* Assigned task *
Each record beneath this line is to be copied exactly.
BEGIN
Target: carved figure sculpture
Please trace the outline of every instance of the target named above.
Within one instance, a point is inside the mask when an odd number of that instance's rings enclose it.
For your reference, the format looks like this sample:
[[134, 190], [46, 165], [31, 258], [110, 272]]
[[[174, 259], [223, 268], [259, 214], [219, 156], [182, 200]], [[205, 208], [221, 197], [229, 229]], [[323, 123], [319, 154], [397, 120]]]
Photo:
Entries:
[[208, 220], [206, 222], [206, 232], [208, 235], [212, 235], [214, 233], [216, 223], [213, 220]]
END
* Result of this exercise *
Target: carved figure sculpture
Please trace the outline of every instance of the target named above.
Within one instance, a point is inside the mask when an odd number of that instance's rings enclose it.
For your reference, the format looks like this sample:
[[134, 190], [46, 165], [31, 258], [110, 272]]
[[[174, 259], [223, 268], [259, 214], [219, 156], [182, 200]], [[205, 208], [221, 197], [229, 229]], [[323, 123], [319, 154], [397, 120]]]
Photo:
Entries:
[[208, 220], [206, 222], [206, 232], [208, 235], [212, 235], [214, 233], [216, 223], [213, 220]]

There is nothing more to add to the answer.